__EXERCISE INSTRUCTIONS__:
Count the lines in the items below that contain the string "brown" with case matching exactly, and give only the number.

__Labeled shape records__:
'''

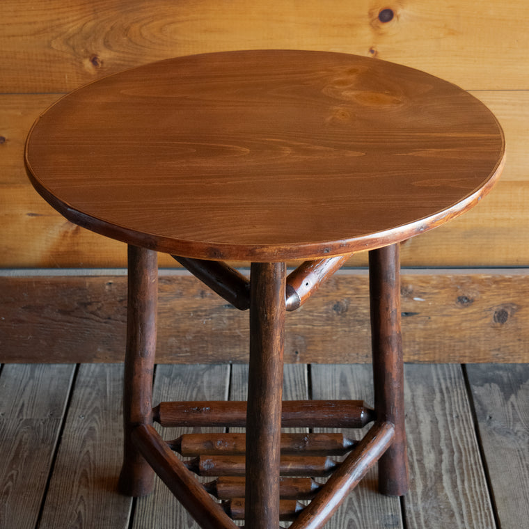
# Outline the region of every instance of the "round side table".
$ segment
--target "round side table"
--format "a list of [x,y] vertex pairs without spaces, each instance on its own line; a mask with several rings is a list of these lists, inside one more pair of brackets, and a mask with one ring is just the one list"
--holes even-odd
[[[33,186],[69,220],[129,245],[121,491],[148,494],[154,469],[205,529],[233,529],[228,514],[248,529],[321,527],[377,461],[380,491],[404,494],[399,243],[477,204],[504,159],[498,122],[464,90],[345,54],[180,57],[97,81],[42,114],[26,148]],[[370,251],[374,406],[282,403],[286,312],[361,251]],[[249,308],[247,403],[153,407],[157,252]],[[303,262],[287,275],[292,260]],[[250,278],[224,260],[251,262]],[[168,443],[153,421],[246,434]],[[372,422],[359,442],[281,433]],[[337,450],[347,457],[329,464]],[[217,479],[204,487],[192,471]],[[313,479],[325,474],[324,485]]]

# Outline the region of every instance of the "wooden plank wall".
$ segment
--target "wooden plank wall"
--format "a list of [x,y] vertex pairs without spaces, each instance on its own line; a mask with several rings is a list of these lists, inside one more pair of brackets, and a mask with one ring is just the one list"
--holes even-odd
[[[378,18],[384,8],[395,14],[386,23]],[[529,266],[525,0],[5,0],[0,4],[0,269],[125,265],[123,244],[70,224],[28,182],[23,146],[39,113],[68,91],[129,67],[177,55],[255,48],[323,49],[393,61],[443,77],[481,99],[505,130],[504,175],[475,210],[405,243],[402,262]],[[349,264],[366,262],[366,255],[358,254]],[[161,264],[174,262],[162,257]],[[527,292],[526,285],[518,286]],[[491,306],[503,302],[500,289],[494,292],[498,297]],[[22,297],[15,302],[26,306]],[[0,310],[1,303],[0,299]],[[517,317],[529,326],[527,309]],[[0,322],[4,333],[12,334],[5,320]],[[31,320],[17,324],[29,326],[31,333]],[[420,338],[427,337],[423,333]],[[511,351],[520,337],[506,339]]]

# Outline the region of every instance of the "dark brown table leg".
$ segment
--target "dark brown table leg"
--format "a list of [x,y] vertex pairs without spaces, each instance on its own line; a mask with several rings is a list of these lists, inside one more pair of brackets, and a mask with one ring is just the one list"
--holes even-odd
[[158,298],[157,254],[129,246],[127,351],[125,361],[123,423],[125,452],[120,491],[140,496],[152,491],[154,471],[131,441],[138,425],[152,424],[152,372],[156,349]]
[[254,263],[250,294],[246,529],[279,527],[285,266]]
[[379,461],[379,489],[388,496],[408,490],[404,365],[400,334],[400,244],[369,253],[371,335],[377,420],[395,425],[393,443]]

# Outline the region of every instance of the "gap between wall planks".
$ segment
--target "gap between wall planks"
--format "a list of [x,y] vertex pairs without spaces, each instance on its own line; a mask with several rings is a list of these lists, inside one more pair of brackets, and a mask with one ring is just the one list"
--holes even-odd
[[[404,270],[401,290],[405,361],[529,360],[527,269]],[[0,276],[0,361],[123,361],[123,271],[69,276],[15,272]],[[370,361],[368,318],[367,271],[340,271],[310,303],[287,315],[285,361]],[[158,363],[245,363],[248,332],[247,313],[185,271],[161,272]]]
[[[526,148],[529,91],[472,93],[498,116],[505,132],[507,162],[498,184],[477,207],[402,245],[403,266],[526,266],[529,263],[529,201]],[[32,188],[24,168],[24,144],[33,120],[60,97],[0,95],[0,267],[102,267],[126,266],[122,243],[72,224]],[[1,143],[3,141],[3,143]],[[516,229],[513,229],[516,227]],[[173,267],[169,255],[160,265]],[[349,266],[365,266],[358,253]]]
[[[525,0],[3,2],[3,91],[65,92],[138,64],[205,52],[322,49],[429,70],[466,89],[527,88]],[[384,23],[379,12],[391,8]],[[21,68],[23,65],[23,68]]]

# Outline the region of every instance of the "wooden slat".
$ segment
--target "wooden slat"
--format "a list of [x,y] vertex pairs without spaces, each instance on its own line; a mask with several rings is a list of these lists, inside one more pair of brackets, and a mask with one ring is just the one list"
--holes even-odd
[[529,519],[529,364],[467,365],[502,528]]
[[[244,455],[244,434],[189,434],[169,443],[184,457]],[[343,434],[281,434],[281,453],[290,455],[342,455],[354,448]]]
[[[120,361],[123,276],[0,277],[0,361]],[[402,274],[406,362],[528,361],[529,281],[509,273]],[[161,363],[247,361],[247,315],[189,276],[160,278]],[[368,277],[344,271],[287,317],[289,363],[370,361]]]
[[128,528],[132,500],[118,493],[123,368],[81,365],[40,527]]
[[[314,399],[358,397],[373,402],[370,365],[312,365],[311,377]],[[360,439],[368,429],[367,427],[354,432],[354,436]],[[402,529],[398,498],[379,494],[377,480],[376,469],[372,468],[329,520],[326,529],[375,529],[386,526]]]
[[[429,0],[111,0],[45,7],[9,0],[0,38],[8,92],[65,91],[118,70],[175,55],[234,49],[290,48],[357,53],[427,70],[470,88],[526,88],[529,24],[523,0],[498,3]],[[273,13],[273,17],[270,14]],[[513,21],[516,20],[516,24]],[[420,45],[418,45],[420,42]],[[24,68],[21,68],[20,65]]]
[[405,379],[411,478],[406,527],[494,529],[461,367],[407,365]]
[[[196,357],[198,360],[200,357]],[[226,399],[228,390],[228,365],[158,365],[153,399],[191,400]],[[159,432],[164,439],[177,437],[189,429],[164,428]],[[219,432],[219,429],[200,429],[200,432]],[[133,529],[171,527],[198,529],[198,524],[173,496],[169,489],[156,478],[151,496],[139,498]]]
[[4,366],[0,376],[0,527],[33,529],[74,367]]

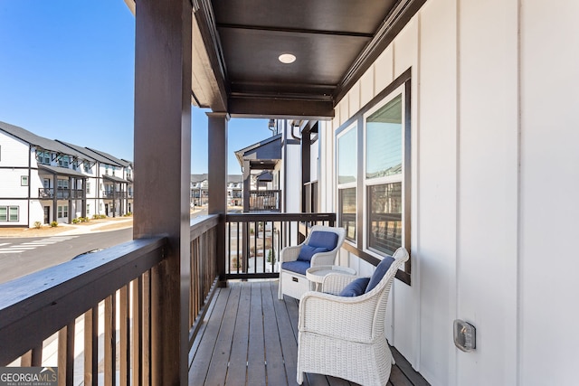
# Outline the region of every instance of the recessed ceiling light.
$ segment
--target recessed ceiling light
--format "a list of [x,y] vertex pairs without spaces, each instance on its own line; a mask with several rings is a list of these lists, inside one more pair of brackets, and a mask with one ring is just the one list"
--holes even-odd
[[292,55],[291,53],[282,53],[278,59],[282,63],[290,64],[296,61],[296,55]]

'''
'''

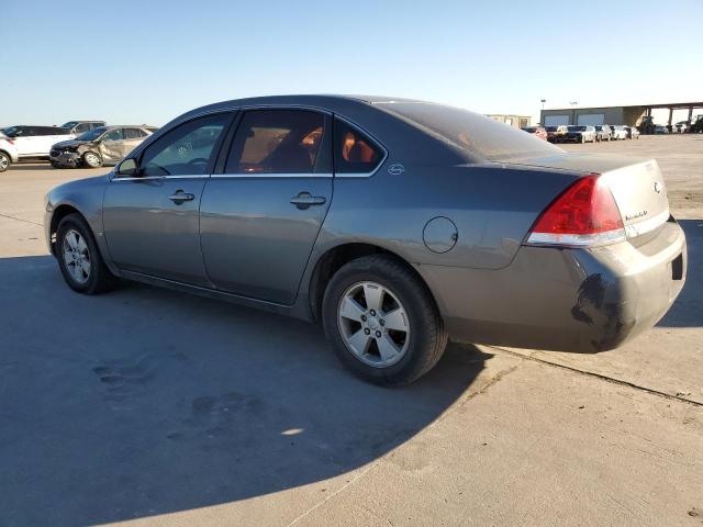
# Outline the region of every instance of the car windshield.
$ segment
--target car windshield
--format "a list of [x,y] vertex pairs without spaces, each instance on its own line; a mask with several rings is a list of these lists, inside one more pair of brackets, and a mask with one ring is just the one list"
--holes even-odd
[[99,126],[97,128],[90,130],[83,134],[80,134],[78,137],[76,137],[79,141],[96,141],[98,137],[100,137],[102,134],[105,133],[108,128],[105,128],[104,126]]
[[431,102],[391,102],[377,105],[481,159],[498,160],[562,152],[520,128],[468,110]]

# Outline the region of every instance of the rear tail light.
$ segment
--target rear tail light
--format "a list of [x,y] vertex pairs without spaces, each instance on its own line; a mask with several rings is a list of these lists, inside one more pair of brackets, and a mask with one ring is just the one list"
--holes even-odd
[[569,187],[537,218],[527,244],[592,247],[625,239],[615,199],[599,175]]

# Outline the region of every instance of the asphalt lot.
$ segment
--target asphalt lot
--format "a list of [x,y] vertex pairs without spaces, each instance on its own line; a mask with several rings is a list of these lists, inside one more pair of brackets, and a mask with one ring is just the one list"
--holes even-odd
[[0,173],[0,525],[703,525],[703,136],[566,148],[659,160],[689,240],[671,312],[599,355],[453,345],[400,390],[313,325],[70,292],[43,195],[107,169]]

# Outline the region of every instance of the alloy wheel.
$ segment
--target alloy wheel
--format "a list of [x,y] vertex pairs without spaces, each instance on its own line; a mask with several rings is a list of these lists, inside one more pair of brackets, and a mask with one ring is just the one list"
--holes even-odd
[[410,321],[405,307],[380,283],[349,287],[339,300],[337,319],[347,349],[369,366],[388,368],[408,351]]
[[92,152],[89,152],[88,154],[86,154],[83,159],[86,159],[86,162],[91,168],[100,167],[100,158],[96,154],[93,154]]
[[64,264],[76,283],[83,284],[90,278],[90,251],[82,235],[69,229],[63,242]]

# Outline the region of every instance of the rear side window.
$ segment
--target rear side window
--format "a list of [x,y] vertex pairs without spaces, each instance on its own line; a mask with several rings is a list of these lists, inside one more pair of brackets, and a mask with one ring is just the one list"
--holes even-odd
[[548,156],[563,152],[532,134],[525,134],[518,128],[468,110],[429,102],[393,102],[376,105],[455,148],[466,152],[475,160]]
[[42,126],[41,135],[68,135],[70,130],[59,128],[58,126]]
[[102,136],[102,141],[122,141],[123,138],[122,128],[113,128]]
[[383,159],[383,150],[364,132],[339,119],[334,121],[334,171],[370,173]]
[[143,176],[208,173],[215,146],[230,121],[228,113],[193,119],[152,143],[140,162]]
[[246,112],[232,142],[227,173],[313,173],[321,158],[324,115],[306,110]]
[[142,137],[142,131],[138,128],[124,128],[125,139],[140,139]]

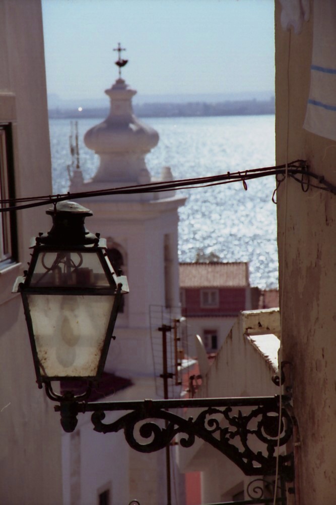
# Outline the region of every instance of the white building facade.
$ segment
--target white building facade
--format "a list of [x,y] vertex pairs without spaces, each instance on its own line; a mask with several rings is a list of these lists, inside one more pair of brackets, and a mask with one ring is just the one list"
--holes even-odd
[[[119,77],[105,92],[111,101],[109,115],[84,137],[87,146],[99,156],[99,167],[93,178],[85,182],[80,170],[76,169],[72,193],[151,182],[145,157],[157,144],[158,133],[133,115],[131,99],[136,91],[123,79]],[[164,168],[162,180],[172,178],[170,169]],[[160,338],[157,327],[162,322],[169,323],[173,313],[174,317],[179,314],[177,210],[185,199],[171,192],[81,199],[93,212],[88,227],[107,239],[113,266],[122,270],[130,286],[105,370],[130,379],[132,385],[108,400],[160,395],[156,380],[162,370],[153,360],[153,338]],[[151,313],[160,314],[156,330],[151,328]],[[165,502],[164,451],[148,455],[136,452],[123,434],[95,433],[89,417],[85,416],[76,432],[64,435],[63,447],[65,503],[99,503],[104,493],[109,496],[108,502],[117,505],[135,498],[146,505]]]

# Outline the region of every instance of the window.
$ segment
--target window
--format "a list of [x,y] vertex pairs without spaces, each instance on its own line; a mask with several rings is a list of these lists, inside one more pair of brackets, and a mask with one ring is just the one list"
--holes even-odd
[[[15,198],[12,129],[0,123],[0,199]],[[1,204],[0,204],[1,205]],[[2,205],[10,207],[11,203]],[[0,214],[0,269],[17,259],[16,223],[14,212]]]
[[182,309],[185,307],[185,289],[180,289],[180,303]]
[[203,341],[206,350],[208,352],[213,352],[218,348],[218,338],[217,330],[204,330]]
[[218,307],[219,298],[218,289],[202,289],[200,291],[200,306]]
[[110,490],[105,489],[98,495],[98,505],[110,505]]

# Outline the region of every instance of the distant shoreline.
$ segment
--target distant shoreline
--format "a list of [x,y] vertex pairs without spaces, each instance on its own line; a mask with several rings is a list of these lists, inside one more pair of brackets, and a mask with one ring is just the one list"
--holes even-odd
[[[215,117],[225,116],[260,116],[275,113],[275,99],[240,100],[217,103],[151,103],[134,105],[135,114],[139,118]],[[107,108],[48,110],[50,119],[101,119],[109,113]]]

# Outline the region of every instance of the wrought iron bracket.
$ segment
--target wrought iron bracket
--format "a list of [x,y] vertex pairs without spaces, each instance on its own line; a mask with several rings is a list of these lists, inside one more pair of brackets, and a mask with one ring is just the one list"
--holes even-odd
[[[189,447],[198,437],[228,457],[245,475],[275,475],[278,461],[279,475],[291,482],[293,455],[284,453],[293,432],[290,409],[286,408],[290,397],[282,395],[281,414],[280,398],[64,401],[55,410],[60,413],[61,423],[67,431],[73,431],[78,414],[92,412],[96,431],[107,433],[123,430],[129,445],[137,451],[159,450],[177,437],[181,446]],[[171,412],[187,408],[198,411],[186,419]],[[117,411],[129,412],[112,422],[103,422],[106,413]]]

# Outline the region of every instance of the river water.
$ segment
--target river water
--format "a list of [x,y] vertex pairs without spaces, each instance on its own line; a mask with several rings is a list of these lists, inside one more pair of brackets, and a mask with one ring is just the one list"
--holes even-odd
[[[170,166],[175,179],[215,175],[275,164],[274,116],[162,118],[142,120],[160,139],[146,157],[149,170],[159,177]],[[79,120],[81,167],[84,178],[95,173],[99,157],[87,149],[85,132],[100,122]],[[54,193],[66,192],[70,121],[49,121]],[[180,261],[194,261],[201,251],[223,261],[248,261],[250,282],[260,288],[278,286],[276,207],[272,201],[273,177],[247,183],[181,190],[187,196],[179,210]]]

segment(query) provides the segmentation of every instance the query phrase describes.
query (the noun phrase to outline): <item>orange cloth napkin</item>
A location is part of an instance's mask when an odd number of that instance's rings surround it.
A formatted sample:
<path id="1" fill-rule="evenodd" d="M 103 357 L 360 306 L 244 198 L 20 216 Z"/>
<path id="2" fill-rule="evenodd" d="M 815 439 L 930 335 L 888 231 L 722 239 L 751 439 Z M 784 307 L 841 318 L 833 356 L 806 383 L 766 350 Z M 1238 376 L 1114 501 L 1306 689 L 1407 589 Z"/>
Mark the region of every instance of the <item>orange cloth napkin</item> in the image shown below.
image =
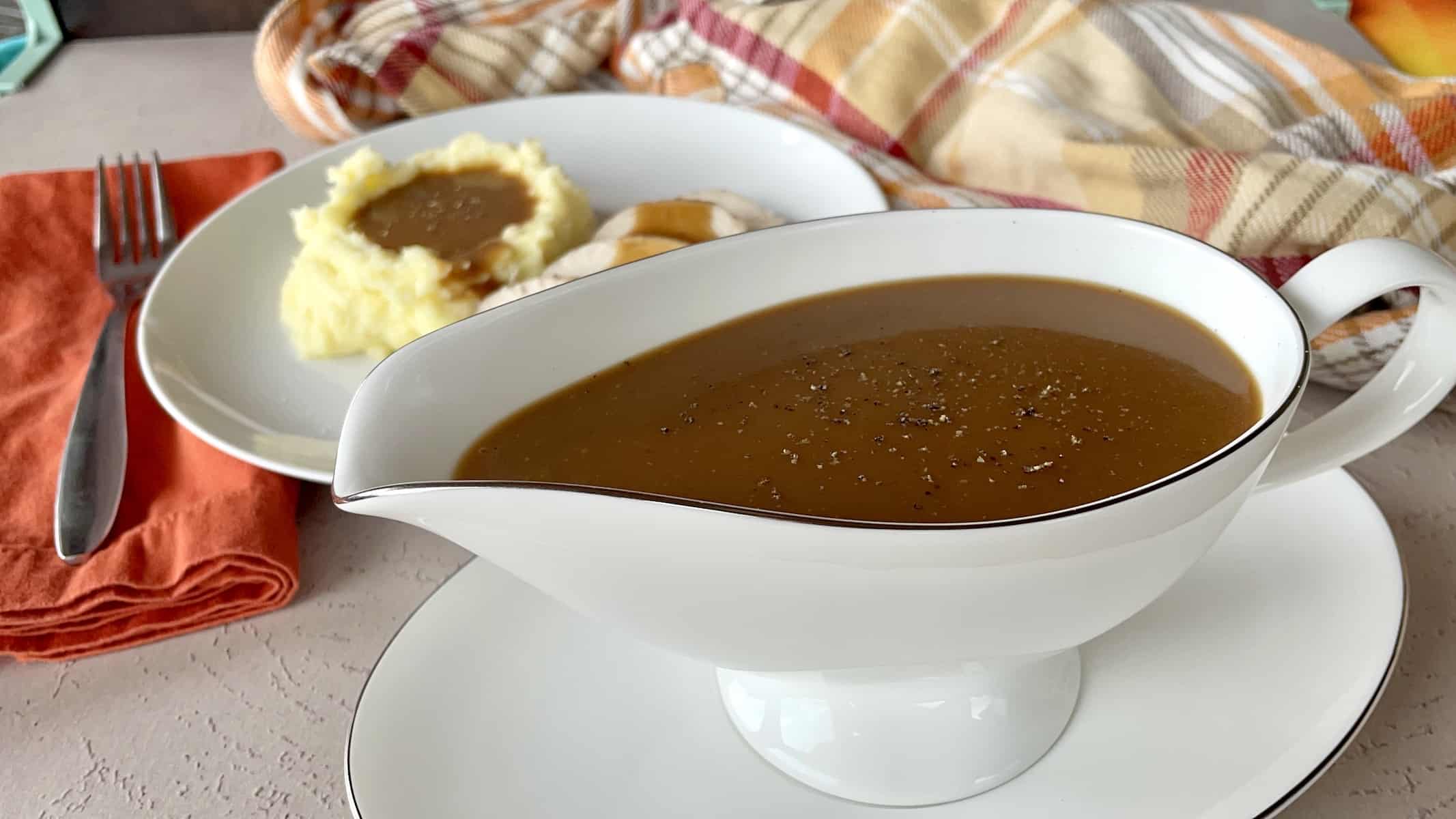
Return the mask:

'''
'''

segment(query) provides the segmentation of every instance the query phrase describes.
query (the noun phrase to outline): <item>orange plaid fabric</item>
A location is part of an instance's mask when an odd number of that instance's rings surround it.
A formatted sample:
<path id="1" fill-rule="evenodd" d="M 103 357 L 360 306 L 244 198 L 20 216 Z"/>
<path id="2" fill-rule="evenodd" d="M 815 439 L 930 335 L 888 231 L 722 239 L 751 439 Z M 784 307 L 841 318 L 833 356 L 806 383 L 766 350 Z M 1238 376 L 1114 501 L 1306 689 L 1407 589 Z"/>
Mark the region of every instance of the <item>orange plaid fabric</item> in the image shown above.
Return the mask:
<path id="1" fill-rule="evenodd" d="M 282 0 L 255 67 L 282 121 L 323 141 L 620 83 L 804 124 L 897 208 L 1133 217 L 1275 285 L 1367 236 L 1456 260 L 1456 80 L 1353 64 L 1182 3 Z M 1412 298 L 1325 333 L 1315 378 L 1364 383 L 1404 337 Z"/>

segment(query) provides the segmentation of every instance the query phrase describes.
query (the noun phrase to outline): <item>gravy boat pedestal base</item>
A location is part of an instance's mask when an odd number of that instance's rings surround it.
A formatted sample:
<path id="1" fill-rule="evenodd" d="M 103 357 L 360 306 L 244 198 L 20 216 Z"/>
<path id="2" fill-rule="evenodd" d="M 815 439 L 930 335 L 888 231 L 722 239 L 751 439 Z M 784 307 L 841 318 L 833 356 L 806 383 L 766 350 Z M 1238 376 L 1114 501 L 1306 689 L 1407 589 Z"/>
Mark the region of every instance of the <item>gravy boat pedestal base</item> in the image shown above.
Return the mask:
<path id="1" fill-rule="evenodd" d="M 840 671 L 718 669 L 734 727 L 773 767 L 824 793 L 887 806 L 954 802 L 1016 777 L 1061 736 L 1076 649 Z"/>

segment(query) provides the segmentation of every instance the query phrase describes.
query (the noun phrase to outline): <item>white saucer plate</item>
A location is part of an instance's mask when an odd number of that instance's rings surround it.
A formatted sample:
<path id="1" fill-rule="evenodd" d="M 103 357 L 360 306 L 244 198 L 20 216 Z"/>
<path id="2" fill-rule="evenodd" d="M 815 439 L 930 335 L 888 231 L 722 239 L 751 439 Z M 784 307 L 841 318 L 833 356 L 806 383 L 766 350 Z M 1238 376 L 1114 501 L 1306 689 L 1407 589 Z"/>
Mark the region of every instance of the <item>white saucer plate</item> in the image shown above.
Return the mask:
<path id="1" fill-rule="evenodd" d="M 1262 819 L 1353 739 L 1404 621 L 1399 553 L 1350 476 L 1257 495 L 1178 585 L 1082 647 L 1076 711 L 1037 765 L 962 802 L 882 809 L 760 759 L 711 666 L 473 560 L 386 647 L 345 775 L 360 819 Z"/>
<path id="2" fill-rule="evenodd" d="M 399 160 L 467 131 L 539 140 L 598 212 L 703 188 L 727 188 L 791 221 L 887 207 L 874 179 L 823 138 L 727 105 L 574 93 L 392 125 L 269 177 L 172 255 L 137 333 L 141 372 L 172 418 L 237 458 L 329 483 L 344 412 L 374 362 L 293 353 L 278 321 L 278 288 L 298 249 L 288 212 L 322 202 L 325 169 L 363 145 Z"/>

'''

__WRITTEN SOLUTION__:
2